▶ Available records

..........

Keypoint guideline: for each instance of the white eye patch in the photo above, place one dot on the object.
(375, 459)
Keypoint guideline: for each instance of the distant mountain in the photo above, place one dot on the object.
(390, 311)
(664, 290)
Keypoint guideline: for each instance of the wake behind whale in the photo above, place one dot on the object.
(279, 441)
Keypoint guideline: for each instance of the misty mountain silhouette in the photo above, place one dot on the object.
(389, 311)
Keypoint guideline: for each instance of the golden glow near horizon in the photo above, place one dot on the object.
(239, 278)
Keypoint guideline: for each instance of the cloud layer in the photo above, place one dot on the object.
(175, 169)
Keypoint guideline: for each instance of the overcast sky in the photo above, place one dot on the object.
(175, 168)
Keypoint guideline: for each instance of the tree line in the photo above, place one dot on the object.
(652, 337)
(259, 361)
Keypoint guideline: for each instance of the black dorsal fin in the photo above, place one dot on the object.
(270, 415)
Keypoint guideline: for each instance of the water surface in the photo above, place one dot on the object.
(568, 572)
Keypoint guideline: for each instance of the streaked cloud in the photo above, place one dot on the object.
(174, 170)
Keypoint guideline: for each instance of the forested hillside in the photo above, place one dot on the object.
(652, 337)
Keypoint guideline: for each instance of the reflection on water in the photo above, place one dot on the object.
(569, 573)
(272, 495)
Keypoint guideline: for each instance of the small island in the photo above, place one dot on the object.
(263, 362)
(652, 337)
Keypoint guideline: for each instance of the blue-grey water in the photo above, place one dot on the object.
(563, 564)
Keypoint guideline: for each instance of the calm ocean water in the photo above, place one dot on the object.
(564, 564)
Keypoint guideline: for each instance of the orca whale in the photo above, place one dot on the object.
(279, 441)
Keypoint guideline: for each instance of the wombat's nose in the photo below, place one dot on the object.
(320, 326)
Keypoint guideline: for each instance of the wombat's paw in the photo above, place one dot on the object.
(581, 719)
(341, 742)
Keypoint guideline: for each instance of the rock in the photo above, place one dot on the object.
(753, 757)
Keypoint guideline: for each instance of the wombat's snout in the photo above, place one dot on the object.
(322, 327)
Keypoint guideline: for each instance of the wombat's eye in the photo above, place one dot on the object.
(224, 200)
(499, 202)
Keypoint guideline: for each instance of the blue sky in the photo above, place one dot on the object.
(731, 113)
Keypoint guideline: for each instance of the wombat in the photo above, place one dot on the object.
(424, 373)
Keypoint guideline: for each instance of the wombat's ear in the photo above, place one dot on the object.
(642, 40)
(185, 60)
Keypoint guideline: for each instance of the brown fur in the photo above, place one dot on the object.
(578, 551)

..........

▶ Required work
Restate word for word every line from the one containing "Keypoint guideline: for each instance of the brown" through the final line of the listing. Both end lines belong in the answer.

▶ Solution to this task
Keypoint guideline: for each instance of the brown fur in the photo above, place one dot on the object.
(578, 551)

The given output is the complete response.